* [INFORMATION GIVEN]:
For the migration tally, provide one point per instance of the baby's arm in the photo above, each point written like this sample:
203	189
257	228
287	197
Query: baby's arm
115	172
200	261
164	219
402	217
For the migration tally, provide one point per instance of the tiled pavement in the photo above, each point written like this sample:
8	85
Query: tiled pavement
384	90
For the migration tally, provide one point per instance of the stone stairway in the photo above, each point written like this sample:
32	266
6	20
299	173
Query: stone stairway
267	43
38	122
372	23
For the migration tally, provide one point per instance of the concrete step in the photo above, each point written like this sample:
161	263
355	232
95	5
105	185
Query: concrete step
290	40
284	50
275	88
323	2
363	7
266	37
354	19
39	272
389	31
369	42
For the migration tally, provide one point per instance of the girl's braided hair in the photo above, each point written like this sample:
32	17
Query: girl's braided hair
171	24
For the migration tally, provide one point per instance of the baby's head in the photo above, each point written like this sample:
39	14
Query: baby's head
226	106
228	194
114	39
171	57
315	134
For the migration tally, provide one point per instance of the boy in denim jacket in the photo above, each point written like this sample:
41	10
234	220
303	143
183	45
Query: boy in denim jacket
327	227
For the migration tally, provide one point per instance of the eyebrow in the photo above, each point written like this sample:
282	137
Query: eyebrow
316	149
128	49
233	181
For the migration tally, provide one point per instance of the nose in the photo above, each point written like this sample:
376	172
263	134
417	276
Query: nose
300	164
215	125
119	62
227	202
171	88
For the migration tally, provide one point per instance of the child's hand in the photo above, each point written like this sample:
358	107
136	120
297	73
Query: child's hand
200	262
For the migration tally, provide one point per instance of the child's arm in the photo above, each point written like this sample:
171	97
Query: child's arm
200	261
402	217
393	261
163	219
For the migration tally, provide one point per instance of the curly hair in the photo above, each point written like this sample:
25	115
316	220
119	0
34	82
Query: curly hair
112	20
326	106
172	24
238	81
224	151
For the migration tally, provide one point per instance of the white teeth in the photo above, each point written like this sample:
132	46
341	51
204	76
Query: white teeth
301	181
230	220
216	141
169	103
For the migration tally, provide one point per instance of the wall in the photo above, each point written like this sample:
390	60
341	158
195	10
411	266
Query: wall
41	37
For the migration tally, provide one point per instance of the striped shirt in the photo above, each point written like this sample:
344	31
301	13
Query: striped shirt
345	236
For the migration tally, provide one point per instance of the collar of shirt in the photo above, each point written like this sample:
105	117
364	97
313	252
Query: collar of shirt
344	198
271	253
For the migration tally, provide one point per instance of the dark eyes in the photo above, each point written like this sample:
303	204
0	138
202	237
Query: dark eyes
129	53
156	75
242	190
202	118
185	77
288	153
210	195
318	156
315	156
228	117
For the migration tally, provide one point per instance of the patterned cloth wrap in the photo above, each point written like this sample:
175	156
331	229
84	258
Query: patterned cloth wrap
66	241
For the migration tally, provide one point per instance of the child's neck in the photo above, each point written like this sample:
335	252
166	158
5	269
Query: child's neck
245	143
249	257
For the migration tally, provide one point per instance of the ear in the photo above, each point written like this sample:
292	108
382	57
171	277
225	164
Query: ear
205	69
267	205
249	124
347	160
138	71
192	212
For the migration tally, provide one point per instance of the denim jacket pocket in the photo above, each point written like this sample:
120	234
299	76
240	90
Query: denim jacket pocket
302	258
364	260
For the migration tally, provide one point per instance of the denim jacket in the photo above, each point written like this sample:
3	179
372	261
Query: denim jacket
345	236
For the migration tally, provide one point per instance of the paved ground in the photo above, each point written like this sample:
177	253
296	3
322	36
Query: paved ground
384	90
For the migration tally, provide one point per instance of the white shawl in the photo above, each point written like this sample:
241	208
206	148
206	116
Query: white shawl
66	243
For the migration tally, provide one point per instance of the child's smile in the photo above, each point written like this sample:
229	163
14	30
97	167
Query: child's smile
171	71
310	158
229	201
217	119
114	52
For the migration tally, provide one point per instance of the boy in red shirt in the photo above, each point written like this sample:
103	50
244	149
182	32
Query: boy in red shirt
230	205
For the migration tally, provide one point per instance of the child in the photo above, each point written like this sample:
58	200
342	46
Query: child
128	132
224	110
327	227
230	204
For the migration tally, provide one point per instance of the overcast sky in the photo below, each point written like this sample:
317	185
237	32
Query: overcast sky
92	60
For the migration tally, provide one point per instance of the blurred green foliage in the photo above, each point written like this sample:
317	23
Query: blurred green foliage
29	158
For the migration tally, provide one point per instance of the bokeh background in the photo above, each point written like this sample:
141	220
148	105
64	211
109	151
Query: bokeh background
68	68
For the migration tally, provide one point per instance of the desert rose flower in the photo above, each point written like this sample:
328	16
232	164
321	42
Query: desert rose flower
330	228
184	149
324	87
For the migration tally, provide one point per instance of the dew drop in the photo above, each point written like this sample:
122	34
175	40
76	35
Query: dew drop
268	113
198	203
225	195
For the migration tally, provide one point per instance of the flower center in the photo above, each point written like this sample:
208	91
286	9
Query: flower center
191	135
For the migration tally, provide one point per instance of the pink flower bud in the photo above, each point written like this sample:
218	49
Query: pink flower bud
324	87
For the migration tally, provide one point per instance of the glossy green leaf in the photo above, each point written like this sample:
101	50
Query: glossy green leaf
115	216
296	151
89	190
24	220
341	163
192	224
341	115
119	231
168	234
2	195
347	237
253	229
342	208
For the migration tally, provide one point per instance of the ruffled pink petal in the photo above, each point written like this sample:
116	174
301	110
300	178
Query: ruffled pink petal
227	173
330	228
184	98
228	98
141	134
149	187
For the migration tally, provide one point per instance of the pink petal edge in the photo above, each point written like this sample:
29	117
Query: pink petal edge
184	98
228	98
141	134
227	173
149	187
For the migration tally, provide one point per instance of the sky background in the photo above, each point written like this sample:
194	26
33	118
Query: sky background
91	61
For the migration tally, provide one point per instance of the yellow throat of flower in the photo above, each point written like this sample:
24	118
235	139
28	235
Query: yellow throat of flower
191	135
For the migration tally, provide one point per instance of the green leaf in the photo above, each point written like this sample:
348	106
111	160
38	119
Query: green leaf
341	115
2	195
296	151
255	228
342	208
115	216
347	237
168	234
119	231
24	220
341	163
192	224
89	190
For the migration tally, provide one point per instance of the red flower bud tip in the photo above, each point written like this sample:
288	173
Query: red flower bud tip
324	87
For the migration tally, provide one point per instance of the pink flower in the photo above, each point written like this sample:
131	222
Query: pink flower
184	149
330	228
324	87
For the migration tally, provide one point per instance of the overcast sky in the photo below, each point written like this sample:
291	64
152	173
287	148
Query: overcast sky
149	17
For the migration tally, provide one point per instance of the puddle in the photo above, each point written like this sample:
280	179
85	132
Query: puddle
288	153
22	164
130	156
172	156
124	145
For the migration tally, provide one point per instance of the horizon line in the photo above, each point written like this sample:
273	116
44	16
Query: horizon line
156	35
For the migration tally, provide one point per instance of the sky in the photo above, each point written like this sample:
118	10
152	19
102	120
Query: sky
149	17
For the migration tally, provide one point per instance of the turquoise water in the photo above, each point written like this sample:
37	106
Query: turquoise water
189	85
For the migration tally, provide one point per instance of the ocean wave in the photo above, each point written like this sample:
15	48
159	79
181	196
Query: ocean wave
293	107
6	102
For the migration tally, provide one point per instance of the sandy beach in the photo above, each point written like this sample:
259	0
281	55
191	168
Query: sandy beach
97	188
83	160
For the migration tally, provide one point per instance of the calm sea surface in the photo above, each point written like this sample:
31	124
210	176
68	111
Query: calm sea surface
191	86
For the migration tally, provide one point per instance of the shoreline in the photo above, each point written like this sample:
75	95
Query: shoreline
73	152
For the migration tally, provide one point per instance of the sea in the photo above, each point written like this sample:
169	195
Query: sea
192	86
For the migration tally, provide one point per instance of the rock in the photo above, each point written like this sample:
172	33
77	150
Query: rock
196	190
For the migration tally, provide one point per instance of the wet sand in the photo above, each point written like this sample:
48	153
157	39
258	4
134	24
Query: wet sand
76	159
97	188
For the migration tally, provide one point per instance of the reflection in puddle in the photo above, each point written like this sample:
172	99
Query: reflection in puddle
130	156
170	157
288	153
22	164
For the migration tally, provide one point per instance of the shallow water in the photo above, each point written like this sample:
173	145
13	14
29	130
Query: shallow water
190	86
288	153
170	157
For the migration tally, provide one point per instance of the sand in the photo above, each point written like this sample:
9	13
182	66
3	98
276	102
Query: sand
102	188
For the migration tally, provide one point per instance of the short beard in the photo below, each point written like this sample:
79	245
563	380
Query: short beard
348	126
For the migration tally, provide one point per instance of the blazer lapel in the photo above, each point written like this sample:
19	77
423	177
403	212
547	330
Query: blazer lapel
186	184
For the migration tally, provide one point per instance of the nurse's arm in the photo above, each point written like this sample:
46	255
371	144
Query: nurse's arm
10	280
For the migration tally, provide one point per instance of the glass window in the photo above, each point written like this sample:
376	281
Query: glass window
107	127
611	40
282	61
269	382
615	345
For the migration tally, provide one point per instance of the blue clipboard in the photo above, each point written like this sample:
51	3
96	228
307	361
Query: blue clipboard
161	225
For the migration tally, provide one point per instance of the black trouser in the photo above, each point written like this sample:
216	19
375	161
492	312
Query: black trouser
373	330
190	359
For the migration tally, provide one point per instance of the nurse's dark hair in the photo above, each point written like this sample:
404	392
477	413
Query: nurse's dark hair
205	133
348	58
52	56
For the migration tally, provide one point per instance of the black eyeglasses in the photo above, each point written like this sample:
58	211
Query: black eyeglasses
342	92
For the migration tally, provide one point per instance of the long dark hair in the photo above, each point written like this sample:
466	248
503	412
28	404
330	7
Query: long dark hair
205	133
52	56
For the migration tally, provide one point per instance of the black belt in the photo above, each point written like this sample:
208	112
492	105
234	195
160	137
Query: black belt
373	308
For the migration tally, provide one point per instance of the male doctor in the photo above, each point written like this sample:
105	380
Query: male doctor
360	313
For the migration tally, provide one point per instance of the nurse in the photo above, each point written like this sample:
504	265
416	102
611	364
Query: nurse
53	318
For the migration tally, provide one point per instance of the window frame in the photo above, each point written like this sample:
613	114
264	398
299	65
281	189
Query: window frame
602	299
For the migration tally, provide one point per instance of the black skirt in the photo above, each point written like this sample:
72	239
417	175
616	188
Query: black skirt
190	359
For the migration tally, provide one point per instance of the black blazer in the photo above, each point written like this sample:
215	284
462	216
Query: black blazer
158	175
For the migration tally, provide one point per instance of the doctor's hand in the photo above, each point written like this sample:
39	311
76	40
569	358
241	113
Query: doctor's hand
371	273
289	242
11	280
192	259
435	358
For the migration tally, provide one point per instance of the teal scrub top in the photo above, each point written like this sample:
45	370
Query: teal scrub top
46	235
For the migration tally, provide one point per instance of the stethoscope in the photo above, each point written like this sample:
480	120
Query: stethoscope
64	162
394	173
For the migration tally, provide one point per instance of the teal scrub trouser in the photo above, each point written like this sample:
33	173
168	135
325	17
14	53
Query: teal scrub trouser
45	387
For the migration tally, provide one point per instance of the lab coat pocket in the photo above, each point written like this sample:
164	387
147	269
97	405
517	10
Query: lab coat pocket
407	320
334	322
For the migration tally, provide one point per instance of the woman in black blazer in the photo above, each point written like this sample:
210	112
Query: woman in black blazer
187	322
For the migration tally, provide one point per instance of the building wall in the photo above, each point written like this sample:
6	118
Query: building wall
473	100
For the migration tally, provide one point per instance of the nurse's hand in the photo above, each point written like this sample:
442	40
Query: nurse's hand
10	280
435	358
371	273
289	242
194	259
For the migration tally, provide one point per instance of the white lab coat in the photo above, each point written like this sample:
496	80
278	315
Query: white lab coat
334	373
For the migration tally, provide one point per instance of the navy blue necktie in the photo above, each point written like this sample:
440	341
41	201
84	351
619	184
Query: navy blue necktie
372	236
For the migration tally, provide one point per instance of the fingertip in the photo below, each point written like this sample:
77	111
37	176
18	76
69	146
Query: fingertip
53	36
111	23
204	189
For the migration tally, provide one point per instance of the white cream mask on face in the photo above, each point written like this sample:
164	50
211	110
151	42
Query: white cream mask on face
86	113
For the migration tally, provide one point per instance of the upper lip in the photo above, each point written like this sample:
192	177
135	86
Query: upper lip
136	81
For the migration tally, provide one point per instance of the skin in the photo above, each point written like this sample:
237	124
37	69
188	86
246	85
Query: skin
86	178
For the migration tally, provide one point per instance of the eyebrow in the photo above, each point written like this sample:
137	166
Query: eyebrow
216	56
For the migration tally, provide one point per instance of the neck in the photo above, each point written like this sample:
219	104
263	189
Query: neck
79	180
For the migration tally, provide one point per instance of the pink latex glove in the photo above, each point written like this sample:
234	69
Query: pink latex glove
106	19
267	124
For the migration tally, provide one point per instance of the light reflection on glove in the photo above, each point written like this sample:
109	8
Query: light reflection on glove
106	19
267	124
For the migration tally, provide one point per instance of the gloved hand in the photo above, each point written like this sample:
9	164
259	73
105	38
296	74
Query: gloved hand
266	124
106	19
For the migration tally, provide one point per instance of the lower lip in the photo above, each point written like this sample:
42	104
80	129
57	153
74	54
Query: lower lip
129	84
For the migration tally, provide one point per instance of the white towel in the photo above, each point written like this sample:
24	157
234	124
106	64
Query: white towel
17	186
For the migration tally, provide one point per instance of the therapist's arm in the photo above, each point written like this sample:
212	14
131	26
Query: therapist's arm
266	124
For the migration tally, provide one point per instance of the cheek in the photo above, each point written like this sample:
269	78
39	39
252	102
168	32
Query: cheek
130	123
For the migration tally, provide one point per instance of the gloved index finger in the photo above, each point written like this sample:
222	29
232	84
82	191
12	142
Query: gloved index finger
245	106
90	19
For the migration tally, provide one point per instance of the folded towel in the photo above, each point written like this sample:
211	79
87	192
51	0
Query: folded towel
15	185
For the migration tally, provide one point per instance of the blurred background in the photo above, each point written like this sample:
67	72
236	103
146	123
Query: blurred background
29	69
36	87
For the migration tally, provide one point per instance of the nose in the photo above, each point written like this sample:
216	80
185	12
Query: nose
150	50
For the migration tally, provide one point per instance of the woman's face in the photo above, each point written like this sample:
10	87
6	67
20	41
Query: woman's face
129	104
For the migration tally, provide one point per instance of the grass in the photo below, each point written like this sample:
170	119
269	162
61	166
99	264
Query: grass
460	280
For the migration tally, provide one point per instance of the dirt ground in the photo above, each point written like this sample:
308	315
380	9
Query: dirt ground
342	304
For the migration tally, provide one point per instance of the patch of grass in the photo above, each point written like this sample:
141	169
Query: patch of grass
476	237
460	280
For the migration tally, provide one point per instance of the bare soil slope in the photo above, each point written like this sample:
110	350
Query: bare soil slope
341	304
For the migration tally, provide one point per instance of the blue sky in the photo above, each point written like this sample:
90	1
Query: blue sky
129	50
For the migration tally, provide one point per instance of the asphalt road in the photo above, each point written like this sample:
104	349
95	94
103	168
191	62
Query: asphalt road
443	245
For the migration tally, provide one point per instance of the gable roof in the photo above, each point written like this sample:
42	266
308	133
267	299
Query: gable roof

* [EXERCISE OBJECTIVE]:
Print nothing but the lines from the line with "the blue sky" to the last line of the records above. Both of those lines count.

* [IN RESPONSE]:
For the migration tally, provide one point per instance of the blue sky in the photo above, each point written like this sample:
90	1
Query: blue sky
129	50
For the migration tally, provide one point per instance of the asphalt road in the photo above, each point written like this sample:
104	349
95	94
103	168
191	62
Query: asphalt road
443	245
For the migration tally, provide one point per instance of the gable roof in the photo above, each point written like this sample:
42	266
308	133
267	299
Query: gable roof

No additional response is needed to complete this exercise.